Natural-language object grounding data
------

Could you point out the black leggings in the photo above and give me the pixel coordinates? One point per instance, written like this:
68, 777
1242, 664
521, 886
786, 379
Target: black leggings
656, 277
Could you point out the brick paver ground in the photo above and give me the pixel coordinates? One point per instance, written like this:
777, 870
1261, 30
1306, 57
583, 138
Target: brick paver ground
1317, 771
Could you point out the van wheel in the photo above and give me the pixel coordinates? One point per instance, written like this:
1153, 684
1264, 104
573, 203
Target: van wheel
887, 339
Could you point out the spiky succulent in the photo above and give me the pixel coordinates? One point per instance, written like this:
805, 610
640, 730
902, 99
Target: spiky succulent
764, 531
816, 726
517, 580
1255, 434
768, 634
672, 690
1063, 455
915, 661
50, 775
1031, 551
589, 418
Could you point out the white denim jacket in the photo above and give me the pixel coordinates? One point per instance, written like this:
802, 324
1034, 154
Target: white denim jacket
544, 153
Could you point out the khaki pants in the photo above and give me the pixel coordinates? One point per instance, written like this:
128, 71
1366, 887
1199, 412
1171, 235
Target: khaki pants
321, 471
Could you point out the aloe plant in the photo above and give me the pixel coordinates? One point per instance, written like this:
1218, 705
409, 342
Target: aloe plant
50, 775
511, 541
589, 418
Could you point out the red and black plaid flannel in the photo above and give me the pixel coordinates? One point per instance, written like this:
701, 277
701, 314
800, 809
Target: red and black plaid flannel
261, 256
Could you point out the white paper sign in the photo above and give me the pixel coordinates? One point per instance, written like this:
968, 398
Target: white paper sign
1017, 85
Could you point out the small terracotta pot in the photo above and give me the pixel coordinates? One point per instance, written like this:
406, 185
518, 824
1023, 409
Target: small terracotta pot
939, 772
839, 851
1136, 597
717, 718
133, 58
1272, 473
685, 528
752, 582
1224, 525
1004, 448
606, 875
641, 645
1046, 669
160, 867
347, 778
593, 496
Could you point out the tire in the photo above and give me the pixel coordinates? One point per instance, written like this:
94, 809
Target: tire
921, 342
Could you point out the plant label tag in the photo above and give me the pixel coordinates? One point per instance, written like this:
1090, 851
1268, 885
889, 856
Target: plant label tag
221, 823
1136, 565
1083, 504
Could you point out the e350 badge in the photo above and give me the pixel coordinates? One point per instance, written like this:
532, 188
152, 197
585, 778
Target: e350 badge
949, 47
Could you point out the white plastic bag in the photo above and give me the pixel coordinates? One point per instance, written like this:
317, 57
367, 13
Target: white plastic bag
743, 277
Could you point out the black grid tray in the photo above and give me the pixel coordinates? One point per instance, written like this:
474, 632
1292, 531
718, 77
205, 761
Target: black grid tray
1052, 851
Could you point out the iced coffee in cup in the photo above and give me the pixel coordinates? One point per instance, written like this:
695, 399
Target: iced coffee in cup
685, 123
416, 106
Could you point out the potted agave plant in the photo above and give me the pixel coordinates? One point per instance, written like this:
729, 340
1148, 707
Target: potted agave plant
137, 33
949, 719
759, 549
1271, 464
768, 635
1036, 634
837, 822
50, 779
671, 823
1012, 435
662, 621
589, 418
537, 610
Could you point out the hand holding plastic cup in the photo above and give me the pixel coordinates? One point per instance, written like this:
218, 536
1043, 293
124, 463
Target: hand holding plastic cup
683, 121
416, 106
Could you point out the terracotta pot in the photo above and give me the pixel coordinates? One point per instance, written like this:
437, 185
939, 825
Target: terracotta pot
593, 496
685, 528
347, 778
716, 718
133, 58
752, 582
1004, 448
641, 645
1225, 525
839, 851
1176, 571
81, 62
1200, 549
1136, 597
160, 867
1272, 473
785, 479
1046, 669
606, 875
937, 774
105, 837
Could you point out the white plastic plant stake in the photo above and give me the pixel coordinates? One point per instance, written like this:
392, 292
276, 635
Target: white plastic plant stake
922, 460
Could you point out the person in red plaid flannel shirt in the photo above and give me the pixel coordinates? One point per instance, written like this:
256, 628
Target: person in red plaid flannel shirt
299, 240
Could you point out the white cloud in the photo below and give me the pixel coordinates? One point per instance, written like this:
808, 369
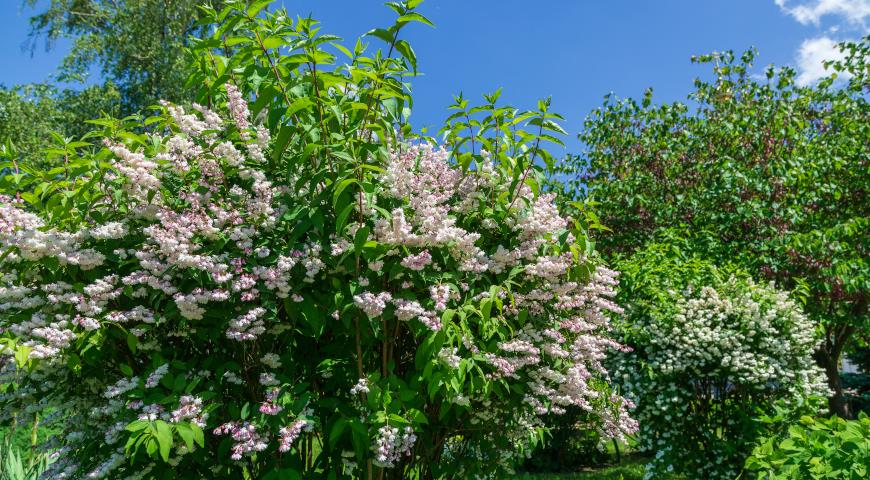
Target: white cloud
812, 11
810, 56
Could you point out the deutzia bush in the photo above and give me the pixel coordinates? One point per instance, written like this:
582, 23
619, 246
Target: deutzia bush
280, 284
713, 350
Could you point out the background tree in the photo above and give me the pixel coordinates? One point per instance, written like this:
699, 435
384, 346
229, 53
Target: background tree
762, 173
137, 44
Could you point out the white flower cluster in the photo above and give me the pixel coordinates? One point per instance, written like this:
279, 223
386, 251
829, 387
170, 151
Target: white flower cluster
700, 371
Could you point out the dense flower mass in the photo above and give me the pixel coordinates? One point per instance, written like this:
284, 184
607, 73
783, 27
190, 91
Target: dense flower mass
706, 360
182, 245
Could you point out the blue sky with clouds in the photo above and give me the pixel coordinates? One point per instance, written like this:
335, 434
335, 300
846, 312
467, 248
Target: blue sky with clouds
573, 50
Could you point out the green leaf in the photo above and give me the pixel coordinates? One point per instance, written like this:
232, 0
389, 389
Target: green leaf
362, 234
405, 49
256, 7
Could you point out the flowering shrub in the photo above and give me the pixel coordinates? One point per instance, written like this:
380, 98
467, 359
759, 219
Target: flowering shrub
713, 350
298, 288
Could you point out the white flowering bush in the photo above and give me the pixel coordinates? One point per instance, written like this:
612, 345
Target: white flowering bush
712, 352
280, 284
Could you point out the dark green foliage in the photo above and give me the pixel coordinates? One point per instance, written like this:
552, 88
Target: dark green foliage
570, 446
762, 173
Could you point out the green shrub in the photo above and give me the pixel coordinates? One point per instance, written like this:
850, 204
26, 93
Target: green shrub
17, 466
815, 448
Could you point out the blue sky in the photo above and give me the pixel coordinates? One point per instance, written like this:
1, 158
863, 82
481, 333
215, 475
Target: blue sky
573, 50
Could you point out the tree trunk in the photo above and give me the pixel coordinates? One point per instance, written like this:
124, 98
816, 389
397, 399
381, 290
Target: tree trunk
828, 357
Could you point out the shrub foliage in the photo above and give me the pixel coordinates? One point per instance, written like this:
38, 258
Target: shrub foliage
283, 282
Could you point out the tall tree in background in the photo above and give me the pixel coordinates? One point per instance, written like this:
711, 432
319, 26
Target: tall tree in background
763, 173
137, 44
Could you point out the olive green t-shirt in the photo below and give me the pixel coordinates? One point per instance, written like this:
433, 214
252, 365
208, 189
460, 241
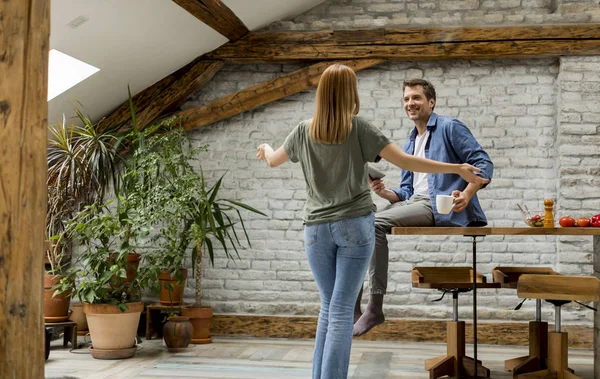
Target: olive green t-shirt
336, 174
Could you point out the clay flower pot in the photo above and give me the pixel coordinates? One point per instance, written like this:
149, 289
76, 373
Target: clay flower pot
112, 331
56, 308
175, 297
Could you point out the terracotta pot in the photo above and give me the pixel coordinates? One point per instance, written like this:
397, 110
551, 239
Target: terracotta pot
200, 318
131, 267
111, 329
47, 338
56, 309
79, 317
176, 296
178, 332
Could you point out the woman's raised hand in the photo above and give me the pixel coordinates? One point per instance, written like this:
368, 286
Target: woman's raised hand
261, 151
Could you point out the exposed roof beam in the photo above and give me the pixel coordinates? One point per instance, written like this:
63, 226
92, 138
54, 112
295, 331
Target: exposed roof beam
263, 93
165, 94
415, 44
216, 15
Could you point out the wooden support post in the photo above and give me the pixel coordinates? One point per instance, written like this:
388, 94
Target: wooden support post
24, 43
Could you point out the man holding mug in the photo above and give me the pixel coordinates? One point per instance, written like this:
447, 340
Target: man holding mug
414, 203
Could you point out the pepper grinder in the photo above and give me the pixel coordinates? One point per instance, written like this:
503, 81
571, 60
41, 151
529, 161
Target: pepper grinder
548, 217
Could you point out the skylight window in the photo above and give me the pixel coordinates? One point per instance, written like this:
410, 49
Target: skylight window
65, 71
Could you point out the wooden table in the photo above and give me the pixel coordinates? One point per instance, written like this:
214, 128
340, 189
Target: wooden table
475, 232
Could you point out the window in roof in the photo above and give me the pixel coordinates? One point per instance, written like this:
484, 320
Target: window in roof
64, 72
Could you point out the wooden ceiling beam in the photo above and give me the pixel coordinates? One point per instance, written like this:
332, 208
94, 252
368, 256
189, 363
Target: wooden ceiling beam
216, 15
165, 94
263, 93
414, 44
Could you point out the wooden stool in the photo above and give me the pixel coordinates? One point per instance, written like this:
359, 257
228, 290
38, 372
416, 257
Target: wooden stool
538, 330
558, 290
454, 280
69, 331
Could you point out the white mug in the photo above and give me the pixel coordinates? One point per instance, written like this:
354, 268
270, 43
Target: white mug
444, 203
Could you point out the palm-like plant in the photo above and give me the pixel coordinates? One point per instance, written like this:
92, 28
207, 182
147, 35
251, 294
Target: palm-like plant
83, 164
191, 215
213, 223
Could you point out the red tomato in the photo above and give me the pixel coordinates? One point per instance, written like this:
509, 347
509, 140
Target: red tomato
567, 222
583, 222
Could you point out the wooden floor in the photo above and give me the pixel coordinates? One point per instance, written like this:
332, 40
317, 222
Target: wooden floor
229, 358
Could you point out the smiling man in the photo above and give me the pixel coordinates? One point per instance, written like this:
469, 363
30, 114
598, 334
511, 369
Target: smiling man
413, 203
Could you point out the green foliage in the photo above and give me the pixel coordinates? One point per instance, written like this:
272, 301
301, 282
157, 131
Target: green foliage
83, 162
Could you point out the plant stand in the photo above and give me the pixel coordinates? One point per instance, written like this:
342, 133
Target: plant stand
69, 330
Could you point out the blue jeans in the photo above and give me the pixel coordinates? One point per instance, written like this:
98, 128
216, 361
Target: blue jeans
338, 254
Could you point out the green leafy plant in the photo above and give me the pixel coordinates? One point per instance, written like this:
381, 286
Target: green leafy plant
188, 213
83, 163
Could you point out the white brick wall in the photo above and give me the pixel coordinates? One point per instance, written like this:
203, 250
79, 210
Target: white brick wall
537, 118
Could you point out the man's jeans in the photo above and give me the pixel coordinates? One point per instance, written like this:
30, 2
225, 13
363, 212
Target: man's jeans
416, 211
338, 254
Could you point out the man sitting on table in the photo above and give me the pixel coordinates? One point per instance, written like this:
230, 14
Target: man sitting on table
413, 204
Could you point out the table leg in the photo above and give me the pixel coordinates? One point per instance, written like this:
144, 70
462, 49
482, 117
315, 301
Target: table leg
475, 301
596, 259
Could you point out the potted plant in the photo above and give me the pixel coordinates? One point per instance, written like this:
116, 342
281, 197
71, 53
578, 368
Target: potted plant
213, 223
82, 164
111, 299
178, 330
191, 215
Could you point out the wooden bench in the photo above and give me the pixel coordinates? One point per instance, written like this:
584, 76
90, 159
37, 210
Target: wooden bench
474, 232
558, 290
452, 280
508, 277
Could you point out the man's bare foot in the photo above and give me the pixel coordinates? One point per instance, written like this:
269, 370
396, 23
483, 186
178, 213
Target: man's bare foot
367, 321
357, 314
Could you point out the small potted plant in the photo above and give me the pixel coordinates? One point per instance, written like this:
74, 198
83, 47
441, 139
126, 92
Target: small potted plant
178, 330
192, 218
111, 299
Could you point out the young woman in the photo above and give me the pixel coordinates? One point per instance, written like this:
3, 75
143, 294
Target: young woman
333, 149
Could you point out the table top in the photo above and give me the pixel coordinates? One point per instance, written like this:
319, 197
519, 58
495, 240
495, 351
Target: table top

------

**Required action:** Please return a copy of each line in the entries that has the string "below".

**Written answer:**
Could you point out the white cloud in the photo below and give me the pixel coordinates? One point per instance, written like this:
Could you point out the olive green t-shirt in the photo below and give me the pixel coordinates? One point per instance, written like this:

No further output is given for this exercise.